** BEGIN Information given **

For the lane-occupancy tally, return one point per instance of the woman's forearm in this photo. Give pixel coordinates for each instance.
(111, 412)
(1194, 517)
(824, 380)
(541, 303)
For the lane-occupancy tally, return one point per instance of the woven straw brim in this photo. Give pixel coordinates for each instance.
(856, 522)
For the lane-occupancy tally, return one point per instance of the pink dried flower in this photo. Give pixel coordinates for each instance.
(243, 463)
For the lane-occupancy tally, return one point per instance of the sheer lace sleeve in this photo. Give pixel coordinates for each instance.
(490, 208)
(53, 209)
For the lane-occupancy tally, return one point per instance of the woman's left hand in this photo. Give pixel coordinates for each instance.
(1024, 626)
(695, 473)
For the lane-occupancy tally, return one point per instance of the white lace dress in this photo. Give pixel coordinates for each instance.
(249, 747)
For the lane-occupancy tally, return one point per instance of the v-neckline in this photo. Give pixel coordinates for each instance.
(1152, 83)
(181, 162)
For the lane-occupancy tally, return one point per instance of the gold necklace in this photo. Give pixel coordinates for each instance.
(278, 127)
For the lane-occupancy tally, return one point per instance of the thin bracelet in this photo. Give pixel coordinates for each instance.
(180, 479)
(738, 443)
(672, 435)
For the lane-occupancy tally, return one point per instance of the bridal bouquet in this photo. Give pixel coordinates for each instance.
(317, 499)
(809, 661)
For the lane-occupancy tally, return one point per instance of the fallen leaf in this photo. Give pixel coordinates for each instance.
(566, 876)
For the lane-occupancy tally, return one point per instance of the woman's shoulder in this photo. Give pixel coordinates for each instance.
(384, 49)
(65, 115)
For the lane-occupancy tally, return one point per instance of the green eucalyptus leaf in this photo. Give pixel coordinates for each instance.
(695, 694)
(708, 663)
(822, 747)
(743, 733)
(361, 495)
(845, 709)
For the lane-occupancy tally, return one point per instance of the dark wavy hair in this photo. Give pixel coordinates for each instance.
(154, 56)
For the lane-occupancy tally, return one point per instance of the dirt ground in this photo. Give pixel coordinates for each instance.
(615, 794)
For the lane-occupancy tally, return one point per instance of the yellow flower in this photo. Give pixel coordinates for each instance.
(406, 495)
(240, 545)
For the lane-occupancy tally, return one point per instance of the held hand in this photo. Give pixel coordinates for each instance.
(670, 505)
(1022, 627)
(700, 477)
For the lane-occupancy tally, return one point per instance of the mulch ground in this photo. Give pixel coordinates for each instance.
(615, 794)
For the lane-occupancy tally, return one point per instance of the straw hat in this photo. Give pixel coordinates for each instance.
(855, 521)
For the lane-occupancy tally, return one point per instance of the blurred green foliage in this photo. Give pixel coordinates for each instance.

** END Information given **
** BEGIN Information given **

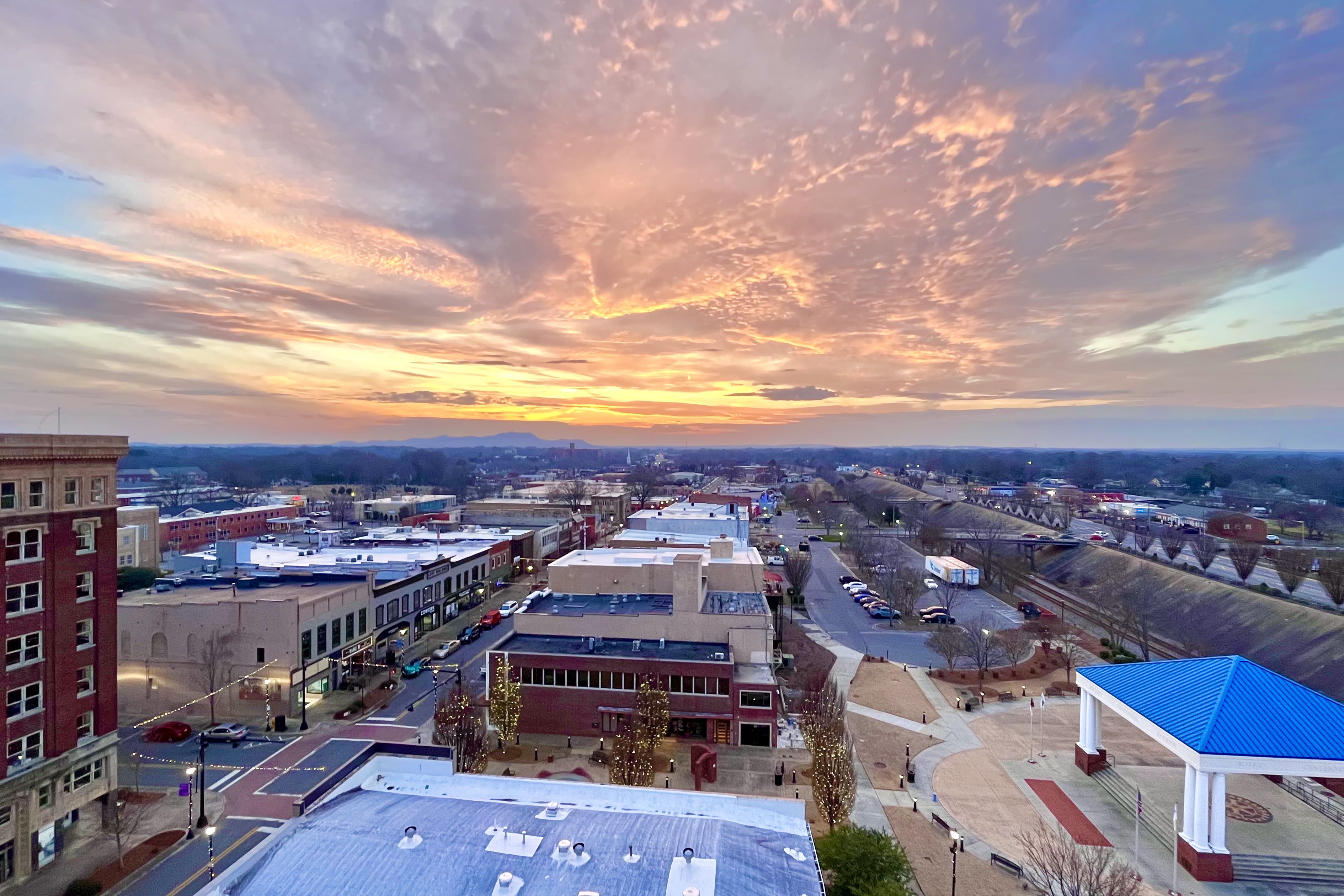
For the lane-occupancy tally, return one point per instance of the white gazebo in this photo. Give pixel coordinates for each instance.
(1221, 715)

** END Information given **

§ What you will do
Which lines of the listing above contain the word "green"? Show each of them in full, and treat uppercase and lowercase as different.

§ Written reply
For the lane-occupancy tally, return one point per instance of the green eucalyptus leaf in this photo. Give pixel coordinates for each instance.
For the lane-occupancy tally, return one point per instance of the blurred green foliage in this photo. Give pixel coordinates for each instance.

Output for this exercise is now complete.